_Problem requirements:_
Please print each record below exactly as it is written.
· · · ·
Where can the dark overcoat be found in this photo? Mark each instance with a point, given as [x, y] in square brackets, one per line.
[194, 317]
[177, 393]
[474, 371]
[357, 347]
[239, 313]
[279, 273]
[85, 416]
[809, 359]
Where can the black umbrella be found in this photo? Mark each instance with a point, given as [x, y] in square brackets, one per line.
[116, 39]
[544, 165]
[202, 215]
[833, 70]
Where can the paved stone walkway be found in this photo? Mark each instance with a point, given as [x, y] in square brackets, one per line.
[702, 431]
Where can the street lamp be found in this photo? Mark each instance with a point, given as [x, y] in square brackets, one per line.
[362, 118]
· · · ·
_Answer box:_
Where can the dark overcoat be found in this photo? Mark each instance with a point, given as [x, y] in square brackets, one per line.
[194, 317]
[177, 393]
[474, 371]
[357, 347]
[239, 313]
[279, 273]
[85, 416]
[809, 359]
Where can the black umbrella be found in this photo? Mark each instance with a point, given as [x, y] in square brackets, one per line.
[116, 39]
[544, 165]
[202, 215]
[833, 70]
Where can the paved stone walkway be found in this photo? Mark each instance with a point, given as [x, y] in square brackets, one per line.
[702, 431]
Where can the street lamp be found in this photo? Mark each instance with a point, given as [x, y] in square brackets, one per line.
[362, 118]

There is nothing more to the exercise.